▶ _AIM A_
Count the lines in the listing that contain the string "sketch", treating case as significant, and give only the number.

▶ _QUOTED PASSAGE_
+-------+

Happy Birthday to me…

For those of you that know me, most of you will not know when my birthday is. You may have an inkling, but asides from that, you won’t know the date or probably even the rough week that it is.
Those of you will this lack of knowledge will, however, have knowledge of why there’s this tiny, tiny, insignificant space in your brain’s spreadsheet of birthdays. I severely dislike birthdays.

Birthdays are a celebration of your age, up until a certain point in your life you’re edging that “one year older, I need to be older” until you hit that limit, but you keep getting older regardless.

Mum says I won’t know these things ’til I’m older, I need to get older.

I can’t get on this super fun looking ride at the fair, when I get older I get taller, I need to get older.

I don’t have enough money, and my parents won’t buy me this. I need to get older, so I can get a job.

I need to get older, so I’m legally allowed to have sex, learn to drive, get married or buy my own pet.

I need to be older, so I can buy my own alcohol, own my own property and leave home without parental consent, vote, get tattoos…

Everything that we want out of life is goal orientated towards getting older, it gamifies the system. That integral part of ageing is akin to levelling up and the only thing you need to do is sit back, keep your hands inside the boat and just stay afloat.
But after that, there’s nothing else.
Levelling up in a game that boasts no benefits to the player for doing so. Some players have friendships and clan members who recognise this occasion and give what they can out of their already limited inventory to “celebrate”, moreso this is just more things that you don’t need or things that will be consumed quickly. Even worse if it’s an event consumable that is useless until after the event is finished, specifically celebratory greetings cards. These either clog inventory, or get thrown out or destroyed, serving no purpose other than to be thrown away.

Maybe it’s just me, but it’s useless.
Most I know treat it this same way, and once they realise the futility of it, the celebratory nature evolves into one of them drowning their sorrows in alcohol, pretending that it’s the night of their lives.
“It wasn’t a fun night, unless you don’t remember what happened. That’s how you know it was fun.”

Playing a game that you’re already tired of, which has no benefit as you’ve already reaped the best awards, those awards now meaningless as most only further your degradation into debt or emotional debt. Like any other Online MMO, essentially.


This is also where the other side of things slow down too. If you’re using your birthday to celebrate your life and accomplishments, what have you even done within the past year to celebrate? To some, living is enough, and they would be right, honestly. The trivial pursuit of life itself is worth the celebration, but do they dignify themselves with those same standards?

This sort of line of thinking that reminds me of that ADHDinos comic. Or at least I’m sure it’s that comic.

+-------+

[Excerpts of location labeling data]

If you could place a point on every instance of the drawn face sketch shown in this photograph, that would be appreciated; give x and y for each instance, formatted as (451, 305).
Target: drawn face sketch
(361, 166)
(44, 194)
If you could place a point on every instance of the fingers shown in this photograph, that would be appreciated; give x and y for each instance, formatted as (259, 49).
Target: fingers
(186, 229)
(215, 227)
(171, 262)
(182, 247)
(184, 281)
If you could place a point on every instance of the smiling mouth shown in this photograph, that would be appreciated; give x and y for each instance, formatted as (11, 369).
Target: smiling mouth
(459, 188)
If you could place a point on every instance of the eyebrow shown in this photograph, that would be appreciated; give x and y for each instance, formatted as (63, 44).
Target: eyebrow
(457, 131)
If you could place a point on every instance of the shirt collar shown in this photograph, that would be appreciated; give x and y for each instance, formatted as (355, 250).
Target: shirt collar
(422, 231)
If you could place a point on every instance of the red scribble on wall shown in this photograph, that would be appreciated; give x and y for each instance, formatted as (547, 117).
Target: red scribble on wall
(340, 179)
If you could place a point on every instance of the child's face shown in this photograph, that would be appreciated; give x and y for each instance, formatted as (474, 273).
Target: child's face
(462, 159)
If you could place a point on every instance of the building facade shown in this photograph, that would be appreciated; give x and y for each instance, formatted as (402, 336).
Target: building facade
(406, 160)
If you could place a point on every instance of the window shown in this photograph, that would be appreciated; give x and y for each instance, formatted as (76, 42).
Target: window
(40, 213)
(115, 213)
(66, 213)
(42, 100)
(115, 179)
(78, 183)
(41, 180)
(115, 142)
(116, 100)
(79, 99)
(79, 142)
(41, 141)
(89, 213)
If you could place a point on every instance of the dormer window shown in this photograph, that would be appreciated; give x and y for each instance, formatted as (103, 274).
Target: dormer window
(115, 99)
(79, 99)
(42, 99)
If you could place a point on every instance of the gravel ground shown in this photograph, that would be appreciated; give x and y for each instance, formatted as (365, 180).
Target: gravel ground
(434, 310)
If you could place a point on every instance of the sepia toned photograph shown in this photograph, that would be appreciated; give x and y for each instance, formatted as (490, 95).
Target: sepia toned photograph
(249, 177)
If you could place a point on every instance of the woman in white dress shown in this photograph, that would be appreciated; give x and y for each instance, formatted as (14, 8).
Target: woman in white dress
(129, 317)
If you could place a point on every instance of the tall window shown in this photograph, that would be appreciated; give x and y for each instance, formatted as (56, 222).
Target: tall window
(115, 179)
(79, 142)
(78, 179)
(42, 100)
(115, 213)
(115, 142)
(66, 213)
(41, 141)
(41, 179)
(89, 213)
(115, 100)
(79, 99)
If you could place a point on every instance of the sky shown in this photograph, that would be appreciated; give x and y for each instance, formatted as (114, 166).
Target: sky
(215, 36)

+-------+

▶ _AIM B_
Answer these questions about the post on birthdays:
(i) What does the writer say they severely dislike?
(ii) Which kind of online game does the writer compare this experience to?
(iii) Whose comic does the writer say this line of thinking brings to mind?

▶ _CORRECT OUTPUT A_
2

▶ _CORRECT OUTPUT B_
(i) Birthdays.
(ii) An Online MMO.
(iii) The ADHDinos comic.